(THE PROBLEM): Using the passage on Cabo Verde's economy below, explain in one to three sentences why the country is described as a high-cost economy.

(PASSAGE):
++++++++
Vulnerabilities and Market Size: Cabo Verde’s low proportion of arable land, scant rainfall, lack of natural resources, territorial discontinuity, and small population make it a high-cost economy (particularly in terms of energy, water, and transportation) with few economies of scale. Cabo Verde is vulnerable to external shocks, as demonstrated by the COVID-19 pandemic and Russia’s war on Ukraine. The country’s GDP had been expected to grow by at least 5 percent in 2020, but according to the International Monetary Fund (IMF), it contracted by 14 percent. In addition, Cabo Verde’s public debt reached a record estimated 157 percent of GDP in 2020, one of the highest levels in the world. Meanwhile, the unemployment rate rose to an estimated 14.5 percent in 2020, the same estimate for 2021.
Access to Credit and Additional Policy Changes: Cabo Verde has implemented reforms that create an economic and regulatory climate favorable to foreign investment, including specific investment incentives for the key sectors identified in the government’s strategy. Access to credit has been a common challenge for Cabo Verdean importers and businesses. However, the government offers technical assistance and guarantees access to credit for viable projects to support or build micro-, small-, and medium-sized companies. Procurement laws that guide international tenders and privatization processes are based on international standards, and the process is generally transparent. However, the complexity of these processes can strain the capacity of small- and medium-sized entities looking to bid on these tenders and of the government institutions responsible for issuing the tenders. In the energy sector, although the government continues to pursue a transition to renewable energy, additional policy reforms are necessary to ensure the viability of private investments in the sector.
++++++++
(PROVIDED MATERIAL):
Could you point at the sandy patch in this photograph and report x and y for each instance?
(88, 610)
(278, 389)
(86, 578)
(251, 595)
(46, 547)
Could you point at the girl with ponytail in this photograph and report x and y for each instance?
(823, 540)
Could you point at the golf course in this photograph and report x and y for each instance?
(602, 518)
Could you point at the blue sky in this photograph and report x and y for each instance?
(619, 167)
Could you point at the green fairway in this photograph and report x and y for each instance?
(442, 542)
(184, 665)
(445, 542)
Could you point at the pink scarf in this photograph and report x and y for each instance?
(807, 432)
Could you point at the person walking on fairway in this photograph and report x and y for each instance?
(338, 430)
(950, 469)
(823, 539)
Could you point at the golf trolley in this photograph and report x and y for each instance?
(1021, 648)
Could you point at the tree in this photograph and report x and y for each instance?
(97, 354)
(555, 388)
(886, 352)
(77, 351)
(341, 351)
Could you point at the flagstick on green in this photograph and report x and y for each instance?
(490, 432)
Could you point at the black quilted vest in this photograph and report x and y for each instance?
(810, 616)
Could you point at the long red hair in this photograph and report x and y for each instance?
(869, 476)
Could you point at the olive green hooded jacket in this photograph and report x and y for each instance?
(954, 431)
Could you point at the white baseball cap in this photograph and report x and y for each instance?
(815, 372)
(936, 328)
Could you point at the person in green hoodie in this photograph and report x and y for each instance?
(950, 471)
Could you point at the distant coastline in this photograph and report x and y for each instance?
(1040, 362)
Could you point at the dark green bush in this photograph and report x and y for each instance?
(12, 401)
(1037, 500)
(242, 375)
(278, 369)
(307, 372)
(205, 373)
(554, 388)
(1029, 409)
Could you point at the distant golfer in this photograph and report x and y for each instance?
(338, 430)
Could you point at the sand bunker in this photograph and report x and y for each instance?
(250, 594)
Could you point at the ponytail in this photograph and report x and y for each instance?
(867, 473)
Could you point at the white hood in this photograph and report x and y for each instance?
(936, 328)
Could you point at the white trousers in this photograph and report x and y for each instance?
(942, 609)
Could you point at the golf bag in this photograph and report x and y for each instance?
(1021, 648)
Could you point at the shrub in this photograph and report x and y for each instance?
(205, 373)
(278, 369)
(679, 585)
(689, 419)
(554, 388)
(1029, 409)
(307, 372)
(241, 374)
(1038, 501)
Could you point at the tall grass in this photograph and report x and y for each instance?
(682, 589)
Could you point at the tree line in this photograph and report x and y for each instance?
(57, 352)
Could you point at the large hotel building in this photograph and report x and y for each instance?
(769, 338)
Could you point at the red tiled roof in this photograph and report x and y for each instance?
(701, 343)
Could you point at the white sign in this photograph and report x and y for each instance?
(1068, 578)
++++++++
(RESULT): Cabo Verde has a low proportion of arable land, scant rainfall, no real natural resources, territory split into separate pieces, and a small population. Together these make it a high-cost economy, especially for energy, water, and transportation, with few economies of scale.